### Available records
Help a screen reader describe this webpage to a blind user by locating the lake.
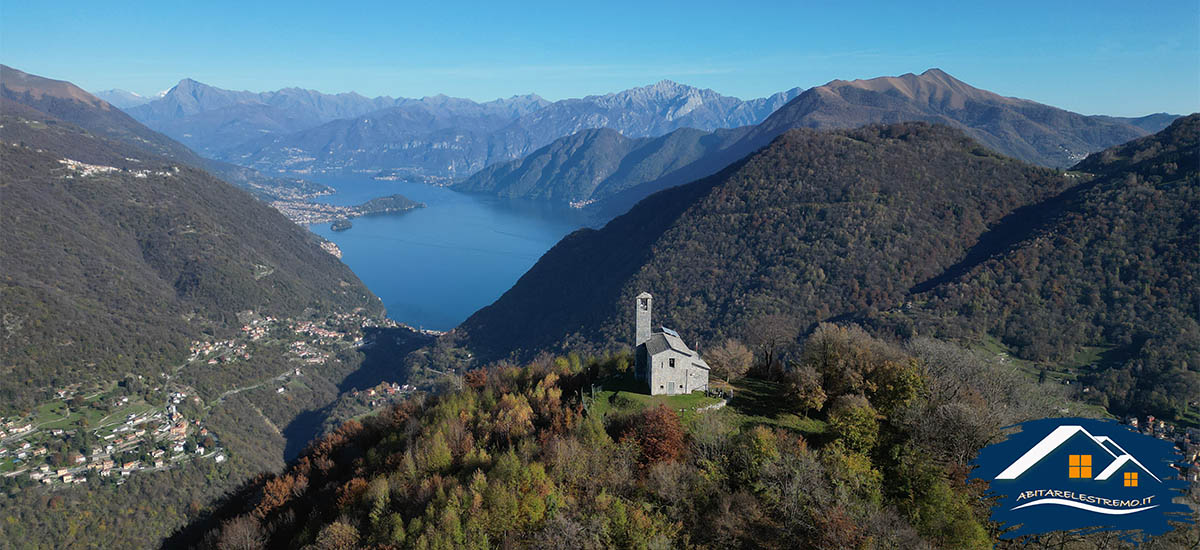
---
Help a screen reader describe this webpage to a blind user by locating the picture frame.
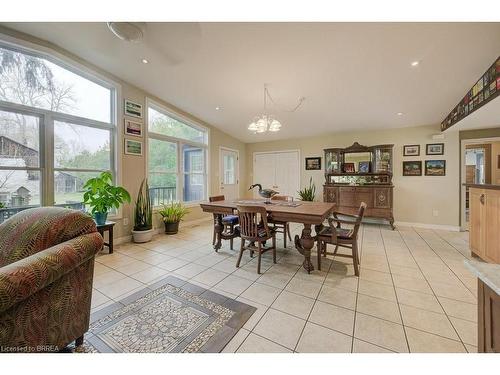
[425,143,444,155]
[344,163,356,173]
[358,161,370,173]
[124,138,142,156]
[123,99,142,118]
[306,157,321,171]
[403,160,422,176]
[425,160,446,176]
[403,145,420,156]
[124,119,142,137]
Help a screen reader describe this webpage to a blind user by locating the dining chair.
...
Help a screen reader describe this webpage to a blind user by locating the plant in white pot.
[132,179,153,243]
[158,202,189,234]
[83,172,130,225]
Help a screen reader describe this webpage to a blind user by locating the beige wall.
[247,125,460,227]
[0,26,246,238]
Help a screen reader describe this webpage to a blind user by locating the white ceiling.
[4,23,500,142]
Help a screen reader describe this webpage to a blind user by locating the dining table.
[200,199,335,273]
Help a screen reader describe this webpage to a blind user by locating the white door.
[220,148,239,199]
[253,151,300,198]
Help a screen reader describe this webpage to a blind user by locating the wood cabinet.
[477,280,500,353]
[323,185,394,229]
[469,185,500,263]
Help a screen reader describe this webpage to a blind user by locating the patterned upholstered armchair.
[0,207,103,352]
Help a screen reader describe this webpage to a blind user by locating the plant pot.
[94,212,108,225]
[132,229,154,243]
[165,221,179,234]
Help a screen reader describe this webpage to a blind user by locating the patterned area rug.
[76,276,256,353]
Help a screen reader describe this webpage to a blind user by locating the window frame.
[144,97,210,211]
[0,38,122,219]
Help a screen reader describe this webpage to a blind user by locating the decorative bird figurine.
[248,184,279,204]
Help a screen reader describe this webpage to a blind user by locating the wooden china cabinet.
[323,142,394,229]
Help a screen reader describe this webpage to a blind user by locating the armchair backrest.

### The exercise
Arrange the records from the line containing "the window frame." through the line containing "[248,184,279,204]", inclusive, as a two-column CSV with the header input,output. Give one row per record, with its text and its answer each in a single quoted field and any line breaks replaced by spaces.

### The answer
input,output
"Help a screen reader describe this webpage to a blind user by locating the window frame.","[144,97,210,211] [0,38,122,219]"
"Help a screen reader describe this webpage to a blind user by locating the decorative bird figurine.","[248,184,279,204]"